Description of the task:
Could you return, word for word, the lines of the listing below, starting at the line containing "of the larger" and ending at the line containing "<point>689,355</point>", with both of those lines included?

[Entries from a set of point annotations]
"""

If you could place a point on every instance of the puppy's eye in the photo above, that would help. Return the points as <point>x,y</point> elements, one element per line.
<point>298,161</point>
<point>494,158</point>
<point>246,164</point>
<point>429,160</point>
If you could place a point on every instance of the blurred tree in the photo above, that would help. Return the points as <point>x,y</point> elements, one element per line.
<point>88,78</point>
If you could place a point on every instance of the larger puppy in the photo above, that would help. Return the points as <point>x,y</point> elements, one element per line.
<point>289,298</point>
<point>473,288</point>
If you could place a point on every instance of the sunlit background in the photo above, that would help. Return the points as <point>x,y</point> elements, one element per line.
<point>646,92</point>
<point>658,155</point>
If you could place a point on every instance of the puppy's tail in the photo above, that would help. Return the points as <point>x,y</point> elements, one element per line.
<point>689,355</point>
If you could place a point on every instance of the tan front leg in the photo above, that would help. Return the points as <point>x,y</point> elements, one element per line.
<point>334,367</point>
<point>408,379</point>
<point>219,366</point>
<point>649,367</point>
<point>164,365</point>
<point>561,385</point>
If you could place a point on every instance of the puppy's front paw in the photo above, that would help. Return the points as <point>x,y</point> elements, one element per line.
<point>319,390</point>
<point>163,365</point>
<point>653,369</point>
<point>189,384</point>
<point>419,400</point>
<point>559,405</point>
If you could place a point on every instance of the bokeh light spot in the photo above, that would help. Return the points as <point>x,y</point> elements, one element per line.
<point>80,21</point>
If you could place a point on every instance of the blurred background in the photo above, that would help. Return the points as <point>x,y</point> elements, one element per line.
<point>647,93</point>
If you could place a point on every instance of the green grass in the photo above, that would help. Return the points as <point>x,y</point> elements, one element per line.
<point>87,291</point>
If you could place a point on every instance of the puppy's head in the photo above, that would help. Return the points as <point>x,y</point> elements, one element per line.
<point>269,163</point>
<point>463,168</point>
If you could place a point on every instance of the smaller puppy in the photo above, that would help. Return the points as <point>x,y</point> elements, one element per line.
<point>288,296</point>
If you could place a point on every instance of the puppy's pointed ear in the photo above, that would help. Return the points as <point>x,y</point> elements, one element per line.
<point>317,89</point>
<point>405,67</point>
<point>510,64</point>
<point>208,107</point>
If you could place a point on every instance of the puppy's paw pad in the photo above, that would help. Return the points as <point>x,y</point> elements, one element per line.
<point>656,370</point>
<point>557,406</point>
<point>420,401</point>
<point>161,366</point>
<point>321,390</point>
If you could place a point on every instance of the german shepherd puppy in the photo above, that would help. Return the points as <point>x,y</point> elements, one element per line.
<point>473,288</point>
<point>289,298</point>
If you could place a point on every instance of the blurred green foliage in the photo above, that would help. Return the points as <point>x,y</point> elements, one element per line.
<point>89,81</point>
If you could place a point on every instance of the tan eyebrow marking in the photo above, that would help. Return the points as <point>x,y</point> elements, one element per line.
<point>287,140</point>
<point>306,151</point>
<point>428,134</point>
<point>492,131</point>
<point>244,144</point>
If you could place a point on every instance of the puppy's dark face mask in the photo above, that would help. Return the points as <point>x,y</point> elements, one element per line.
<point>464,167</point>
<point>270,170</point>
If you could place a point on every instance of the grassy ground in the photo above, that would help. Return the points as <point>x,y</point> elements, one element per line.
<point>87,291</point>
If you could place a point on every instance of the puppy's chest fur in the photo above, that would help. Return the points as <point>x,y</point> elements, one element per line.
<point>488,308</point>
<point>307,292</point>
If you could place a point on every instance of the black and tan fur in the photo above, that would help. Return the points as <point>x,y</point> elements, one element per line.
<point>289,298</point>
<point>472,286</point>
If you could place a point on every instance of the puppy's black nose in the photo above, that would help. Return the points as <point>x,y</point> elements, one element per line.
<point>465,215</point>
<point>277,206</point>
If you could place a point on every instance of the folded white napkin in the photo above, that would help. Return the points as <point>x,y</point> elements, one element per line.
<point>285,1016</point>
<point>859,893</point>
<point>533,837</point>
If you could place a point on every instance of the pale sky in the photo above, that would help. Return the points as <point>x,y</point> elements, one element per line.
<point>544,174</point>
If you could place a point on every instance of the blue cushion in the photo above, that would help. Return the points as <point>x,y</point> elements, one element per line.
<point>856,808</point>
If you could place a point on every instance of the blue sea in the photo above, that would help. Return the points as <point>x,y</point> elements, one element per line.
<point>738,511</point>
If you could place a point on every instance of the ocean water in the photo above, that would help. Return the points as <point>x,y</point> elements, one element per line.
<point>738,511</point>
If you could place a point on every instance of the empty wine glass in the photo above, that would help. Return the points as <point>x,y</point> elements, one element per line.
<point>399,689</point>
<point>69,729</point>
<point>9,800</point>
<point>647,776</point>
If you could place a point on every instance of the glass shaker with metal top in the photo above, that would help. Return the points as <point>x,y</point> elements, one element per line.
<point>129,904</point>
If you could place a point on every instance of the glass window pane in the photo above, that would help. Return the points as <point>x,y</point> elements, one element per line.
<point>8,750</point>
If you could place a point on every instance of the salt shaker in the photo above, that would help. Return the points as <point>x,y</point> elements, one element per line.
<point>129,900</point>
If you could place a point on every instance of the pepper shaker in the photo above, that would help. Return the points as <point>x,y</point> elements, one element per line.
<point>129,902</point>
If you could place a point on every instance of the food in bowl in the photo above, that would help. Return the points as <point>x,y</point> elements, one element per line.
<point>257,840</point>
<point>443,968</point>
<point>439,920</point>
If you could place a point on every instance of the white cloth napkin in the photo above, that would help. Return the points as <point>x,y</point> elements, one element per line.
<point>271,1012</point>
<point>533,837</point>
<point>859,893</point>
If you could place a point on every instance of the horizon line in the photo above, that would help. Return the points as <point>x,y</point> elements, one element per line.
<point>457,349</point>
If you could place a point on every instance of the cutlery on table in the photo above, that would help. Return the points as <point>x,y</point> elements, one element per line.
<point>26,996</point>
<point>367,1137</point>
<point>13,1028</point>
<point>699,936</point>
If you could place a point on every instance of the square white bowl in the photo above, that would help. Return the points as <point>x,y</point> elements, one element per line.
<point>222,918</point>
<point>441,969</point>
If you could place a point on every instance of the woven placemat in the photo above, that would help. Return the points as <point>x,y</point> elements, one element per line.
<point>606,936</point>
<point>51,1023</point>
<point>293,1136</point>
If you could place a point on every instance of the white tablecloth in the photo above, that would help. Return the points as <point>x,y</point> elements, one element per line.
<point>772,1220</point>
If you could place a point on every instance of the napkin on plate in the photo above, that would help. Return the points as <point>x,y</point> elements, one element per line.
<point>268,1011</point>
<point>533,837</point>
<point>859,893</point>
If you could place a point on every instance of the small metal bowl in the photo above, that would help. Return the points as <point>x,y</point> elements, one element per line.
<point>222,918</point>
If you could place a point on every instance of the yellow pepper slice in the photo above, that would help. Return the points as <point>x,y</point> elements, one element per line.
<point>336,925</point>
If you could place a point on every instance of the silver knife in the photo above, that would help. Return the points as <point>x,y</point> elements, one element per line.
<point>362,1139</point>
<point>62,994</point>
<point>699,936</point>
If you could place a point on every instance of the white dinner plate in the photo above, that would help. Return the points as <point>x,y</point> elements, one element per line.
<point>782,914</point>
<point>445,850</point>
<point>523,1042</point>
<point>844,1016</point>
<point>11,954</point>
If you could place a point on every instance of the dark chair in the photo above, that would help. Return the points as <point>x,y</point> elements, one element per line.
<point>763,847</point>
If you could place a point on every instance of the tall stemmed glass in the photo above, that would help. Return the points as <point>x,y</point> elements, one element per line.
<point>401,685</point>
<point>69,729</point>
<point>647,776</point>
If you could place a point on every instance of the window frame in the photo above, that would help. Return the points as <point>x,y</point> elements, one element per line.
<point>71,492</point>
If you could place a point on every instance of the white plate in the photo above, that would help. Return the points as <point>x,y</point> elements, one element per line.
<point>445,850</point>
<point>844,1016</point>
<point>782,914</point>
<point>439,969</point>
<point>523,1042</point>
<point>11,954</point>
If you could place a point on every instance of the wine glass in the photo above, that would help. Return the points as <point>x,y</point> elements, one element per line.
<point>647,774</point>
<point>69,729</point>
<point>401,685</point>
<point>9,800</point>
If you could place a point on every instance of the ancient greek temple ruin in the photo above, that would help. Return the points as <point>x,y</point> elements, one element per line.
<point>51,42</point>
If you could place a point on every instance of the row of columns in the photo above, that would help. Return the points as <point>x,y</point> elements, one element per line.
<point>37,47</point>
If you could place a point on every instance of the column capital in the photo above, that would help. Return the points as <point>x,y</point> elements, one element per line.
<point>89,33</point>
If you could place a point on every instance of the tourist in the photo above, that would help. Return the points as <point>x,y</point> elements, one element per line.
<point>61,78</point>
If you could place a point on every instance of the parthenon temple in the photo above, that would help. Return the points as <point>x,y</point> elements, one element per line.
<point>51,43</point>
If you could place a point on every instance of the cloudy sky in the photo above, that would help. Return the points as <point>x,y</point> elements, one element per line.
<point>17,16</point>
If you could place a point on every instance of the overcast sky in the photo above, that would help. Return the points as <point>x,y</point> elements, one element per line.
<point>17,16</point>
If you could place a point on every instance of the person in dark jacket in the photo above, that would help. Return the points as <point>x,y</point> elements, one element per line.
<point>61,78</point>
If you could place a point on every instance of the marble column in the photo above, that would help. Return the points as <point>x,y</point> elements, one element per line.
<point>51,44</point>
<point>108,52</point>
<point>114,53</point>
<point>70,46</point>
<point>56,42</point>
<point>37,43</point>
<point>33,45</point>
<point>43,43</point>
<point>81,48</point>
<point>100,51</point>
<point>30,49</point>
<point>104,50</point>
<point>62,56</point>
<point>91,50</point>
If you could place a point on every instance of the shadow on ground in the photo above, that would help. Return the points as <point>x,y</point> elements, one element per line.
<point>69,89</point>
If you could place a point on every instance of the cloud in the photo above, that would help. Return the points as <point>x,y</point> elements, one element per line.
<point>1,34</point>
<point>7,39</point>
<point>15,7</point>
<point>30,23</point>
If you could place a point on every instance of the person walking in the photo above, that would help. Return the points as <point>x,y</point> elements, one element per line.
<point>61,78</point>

"""

Completed exercise:
If you could place a point on every instance of the larger puppy in the photo above, that would help. Return the points as <point>x,y</point> elements, one element per line.
<point>289,298</point>
<point>473,288</point>
If you could place a point on every instance of the sunlit background in the photo above, that would help. Return the points as <point>x,y</point> elements, one element per line.
<point>646,92</point>
<point>658,155</point>
If you could place a point on every instance of the puppy's tail in the photo above, that would help. Return the points as <point>x,y</point> elements, one element per line.
<point>689,355</point>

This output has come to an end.